EXERCISE MATERIALS:
§

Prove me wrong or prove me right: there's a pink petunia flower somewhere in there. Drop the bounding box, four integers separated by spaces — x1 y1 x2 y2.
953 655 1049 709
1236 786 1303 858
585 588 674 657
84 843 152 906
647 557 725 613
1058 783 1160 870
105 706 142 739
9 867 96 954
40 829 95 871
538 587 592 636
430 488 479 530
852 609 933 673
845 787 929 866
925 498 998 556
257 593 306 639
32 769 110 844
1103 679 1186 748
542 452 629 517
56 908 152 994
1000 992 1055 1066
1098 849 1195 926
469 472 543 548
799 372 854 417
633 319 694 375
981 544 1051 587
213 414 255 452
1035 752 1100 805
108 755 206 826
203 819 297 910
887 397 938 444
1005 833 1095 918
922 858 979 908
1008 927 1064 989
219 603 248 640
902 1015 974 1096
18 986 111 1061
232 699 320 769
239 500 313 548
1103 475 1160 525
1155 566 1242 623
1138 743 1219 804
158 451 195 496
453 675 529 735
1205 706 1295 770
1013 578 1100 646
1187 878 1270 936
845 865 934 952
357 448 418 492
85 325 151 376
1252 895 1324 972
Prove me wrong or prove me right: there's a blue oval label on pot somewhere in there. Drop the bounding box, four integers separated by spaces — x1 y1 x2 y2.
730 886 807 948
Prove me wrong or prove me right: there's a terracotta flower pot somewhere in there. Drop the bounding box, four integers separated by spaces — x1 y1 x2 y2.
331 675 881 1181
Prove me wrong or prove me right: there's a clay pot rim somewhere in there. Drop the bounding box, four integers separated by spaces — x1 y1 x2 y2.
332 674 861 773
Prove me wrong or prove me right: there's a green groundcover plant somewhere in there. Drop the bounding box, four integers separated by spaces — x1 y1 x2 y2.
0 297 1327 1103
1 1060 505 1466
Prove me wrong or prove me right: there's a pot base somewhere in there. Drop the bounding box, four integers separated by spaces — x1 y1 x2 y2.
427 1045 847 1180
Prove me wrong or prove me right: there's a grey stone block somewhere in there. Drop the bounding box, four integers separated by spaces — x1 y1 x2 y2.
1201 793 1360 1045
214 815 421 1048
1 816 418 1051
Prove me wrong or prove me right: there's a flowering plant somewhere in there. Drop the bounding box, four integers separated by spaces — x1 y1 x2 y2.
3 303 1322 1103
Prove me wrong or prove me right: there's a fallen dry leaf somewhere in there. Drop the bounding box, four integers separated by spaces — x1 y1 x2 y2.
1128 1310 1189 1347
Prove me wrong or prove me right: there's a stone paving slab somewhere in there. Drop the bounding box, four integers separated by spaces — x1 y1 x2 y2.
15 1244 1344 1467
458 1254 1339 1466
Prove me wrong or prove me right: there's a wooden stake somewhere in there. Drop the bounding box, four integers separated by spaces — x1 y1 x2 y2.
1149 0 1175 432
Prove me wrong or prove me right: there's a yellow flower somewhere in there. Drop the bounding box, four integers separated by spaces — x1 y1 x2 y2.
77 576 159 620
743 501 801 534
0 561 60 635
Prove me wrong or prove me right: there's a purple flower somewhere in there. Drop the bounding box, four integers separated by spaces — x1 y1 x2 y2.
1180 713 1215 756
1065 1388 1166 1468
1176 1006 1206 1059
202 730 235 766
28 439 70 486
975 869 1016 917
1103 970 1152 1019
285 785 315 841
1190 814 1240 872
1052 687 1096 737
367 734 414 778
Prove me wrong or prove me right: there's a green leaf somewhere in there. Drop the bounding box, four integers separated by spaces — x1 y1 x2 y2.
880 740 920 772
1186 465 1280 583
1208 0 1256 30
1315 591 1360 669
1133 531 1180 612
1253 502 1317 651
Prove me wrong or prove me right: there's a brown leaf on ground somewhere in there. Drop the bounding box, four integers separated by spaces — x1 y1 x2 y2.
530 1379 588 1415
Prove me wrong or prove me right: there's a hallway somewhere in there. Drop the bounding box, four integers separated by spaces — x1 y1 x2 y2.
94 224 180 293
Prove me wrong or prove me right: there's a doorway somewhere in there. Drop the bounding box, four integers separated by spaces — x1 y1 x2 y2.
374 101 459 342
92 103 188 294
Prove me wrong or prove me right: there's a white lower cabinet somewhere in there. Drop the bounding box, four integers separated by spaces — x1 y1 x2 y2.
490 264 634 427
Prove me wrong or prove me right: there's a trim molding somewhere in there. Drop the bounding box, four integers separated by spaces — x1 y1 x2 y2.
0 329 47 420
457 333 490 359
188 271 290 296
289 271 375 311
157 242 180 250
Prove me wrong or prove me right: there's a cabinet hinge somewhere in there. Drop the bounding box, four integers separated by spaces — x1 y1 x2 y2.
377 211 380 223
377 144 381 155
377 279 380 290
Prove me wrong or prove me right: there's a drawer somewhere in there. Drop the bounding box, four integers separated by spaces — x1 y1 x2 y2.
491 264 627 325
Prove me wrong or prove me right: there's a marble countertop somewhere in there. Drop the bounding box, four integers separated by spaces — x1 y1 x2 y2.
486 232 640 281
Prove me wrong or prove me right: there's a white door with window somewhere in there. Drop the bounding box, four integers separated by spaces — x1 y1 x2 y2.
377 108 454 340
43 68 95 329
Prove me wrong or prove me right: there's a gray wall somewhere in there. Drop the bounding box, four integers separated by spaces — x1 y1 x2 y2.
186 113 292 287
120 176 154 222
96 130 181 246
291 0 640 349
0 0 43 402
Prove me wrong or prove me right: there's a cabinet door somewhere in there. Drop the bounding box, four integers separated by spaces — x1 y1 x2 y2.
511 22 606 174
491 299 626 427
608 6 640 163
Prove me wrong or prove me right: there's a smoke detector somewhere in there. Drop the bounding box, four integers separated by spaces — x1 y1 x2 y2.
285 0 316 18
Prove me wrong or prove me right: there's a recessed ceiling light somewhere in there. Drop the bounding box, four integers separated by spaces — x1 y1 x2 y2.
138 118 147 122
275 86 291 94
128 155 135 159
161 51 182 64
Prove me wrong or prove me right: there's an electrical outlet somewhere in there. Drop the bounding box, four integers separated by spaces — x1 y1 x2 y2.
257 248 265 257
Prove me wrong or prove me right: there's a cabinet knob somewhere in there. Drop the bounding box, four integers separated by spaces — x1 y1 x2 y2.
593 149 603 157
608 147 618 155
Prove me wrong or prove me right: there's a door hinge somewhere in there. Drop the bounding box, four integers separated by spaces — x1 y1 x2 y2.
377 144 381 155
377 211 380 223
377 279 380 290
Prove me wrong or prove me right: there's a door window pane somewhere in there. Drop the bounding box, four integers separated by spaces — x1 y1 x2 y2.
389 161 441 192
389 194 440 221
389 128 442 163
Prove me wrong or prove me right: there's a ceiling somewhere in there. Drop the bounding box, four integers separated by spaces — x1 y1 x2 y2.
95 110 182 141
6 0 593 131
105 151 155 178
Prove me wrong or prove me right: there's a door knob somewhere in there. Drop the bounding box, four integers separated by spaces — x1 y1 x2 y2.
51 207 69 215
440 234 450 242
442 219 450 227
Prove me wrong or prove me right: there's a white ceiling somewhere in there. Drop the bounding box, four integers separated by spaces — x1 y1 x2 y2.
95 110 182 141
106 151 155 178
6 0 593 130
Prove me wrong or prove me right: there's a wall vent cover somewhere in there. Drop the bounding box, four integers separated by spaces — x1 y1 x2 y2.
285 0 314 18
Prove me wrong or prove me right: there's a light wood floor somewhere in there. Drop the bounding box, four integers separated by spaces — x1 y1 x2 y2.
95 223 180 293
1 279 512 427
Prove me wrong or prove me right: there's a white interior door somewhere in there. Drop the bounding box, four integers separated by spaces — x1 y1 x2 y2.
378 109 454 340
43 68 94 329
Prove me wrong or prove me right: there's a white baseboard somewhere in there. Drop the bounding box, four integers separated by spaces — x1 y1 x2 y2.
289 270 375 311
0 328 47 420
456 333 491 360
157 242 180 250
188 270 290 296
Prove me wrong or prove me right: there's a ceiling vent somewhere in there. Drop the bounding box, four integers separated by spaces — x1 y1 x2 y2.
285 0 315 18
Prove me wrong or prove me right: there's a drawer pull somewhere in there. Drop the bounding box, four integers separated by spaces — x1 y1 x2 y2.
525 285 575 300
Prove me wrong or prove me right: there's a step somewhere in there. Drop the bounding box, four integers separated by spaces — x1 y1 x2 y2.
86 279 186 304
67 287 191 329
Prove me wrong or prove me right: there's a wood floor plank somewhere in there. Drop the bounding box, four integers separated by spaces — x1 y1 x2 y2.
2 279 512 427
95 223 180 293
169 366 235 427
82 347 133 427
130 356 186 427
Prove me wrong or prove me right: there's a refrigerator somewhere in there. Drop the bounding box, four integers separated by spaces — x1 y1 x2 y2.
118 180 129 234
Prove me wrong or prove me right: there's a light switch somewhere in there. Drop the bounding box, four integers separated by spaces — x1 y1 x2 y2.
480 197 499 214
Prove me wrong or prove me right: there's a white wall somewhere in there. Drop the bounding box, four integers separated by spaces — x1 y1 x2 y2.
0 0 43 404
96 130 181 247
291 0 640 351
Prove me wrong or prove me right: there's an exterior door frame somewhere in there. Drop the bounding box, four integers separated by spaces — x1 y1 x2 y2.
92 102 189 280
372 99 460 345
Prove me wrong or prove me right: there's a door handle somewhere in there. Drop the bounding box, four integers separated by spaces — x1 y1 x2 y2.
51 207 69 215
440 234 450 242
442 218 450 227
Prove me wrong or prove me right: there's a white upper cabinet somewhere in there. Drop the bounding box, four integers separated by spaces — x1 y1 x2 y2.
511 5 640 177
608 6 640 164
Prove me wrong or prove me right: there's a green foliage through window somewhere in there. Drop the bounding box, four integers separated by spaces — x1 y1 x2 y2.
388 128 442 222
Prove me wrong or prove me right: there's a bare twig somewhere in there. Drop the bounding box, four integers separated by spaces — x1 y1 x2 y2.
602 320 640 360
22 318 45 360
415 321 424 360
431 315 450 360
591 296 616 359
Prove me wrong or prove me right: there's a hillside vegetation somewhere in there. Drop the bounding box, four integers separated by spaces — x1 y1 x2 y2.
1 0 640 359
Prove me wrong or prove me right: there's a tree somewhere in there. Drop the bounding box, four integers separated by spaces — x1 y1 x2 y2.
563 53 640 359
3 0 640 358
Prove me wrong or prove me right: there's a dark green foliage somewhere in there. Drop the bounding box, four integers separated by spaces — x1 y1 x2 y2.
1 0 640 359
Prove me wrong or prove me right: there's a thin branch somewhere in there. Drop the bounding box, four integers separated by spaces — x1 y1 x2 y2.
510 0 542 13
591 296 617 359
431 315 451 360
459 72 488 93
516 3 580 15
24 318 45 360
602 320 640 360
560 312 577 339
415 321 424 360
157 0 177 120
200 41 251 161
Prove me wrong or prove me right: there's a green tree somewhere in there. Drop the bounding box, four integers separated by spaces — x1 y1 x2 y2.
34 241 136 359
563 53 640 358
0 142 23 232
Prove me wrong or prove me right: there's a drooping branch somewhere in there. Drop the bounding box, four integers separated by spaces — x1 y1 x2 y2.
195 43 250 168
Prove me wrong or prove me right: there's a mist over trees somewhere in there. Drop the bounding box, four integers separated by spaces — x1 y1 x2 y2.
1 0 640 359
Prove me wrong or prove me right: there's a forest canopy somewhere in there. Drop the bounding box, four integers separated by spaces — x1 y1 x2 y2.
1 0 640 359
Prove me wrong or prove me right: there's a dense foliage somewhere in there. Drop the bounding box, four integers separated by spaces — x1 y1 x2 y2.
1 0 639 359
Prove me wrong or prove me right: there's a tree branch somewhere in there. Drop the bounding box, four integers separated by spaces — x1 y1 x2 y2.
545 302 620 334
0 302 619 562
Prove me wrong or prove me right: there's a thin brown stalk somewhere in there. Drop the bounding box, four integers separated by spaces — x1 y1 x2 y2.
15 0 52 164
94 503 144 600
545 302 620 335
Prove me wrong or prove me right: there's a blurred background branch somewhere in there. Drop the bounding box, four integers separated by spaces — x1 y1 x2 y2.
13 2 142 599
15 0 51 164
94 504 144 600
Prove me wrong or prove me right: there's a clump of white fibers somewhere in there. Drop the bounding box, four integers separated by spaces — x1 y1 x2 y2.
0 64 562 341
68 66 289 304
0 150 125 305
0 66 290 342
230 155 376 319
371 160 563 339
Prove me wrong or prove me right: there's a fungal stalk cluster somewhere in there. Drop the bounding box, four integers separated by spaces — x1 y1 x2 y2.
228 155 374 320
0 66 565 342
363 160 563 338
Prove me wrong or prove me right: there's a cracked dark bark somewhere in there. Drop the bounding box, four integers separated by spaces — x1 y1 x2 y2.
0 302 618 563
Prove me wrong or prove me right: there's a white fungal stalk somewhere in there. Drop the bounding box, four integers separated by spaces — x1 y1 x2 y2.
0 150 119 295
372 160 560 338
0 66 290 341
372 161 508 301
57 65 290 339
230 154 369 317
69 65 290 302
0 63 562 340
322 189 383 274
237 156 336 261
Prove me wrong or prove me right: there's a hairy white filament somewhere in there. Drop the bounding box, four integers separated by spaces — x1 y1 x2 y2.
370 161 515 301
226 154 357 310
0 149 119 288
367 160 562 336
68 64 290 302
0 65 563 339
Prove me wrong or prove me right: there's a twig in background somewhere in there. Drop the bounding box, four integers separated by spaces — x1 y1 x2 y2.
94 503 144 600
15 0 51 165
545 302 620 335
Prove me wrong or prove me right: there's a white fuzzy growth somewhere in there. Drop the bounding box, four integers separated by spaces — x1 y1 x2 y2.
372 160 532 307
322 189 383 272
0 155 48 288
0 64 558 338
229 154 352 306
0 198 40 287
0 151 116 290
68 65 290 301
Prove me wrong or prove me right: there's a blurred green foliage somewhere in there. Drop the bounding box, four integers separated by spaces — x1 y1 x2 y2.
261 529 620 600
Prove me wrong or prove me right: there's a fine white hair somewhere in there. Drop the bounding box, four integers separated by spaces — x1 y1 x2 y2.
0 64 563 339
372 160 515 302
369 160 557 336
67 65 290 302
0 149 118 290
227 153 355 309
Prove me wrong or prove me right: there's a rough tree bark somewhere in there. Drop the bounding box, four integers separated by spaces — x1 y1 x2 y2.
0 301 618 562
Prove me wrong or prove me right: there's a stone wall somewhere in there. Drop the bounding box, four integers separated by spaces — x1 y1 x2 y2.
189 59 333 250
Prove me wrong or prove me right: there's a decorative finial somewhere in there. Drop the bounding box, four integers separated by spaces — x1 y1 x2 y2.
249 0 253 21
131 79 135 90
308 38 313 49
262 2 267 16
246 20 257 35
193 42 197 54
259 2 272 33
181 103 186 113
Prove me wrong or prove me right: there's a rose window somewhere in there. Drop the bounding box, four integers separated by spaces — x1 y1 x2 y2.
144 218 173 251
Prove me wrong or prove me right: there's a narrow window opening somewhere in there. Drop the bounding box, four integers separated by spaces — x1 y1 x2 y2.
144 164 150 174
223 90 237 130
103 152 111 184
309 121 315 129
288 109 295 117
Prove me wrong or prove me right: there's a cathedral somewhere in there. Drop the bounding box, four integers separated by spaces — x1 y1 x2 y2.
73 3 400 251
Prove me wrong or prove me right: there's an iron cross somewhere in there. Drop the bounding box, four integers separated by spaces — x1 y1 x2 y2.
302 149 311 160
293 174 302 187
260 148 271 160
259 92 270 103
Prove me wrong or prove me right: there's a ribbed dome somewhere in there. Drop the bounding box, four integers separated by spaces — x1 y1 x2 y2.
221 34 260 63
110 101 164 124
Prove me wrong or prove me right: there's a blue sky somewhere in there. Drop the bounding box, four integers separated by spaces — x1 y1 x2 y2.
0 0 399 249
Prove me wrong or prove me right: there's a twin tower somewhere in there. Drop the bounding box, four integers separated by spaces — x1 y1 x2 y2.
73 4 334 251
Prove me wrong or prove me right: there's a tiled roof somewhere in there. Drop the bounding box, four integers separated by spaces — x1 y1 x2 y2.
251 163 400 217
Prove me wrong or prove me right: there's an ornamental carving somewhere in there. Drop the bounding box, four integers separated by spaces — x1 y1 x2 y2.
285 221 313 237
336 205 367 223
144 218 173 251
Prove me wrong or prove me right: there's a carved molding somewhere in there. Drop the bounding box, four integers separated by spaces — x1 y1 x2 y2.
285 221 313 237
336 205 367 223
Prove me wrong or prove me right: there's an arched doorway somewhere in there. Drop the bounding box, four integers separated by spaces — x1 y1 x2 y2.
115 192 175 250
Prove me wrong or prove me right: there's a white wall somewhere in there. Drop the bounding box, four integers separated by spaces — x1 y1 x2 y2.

§

Nothing but the lines from the one that contains "Prove me wrong or prove me right: there's an arched" through the end of the data above should appear, each reproduced exactly.

OUTPUT FOR THIS TASK:
Prove me wrong or prove me right: there's an arched doorway somewhere in there. Drop the bounding box, four integers separated by spaces — x1 y1 x2 y2.
115 192 175 250
Prove me wrong or prove me right: there's a white wall somewhere in there. Drop the bounding box, four integers separated by spaces — x1 y1 x2 y2.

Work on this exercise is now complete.